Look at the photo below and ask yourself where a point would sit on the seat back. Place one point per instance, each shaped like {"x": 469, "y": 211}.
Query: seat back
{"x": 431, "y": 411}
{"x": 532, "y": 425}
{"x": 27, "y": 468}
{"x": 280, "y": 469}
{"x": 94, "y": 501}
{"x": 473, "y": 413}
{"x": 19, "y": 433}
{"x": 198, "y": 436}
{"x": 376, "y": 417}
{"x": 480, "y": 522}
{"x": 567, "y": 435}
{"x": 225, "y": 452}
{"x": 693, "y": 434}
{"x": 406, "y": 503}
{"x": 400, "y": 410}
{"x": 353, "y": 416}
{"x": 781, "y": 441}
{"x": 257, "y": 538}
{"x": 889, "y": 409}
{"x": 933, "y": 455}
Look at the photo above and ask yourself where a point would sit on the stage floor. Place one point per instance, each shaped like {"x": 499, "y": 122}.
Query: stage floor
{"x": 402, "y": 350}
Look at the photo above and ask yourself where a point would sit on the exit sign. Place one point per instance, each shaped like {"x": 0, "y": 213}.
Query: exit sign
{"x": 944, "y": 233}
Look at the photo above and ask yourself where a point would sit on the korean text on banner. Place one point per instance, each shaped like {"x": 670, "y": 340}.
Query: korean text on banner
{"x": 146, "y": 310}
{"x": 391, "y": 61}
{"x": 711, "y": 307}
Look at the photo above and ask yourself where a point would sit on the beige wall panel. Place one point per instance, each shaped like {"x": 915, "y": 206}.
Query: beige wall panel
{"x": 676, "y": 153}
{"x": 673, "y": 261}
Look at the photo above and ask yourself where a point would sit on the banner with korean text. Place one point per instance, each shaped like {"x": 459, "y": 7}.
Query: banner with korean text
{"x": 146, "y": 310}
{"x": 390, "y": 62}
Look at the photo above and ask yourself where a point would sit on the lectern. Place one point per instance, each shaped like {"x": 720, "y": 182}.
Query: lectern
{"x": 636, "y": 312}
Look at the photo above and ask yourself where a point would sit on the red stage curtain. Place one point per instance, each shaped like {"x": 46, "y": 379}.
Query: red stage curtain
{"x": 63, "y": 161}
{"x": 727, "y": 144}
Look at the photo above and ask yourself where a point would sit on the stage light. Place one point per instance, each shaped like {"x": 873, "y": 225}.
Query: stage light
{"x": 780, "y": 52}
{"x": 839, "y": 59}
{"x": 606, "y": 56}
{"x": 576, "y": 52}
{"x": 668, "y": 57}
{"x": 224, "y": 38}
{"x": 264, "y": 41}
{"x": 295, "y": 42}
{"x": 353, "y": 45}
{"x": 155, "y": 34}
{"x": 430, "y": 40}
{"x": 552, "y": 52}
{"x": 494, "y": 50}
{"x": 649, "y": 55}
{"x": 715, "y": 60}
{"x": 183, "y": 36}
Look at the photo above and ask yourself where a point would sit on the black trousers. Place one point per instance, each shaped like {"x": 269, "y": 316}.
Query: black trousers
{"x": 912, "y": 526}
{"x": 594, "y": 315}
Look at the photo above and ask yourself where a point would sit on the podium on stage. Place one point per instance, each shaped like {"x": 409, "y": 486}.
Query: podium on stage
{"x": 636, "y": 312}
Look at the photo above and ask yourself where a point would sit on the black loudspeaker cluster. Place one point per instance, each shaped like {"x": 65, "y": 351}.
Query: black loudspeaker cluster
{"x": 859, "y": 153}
+++
The lines to copy run from the start of the records above through the line holding "the stage floor."; give them exactly, both ends included, and nothing else.

Look at the photo below and ask yourself where a point would sit on the seat back. Place one point per instance, each shaped like {"x": 469, "y": 211}.
Query: seat back
{"x": 431, "y": 411}
{"x": 532, "y": 425}
{"x": 27, "y": 468}
{"x": 280, "y": 469}
{"x": 94, "y": 501}
{"x": 473, "y": 413}
{"x": 19, "y": 433}
{"x": 198, "y": 436}
{"x": 376, "y": 417}
{"x": 480, "y": 522}
{"x": 567, "y": 435}
{"x": 225, "y": 452}
{"x": 693, "y": 434}
{"x": 406, "y": 503}
{"x": 400, "y": 410}
{"x": 353, "y": 416}
{"x": 781, "y": 441}
{"x": 257, "y": 538}
{"x": 889, "y": 409}
{"x": 933, "y": 455}
Look at the photo above and ask yourself where a point would sit on the stage floor. Place one point per instance, each shaped like {"x": 499, "y": 122}.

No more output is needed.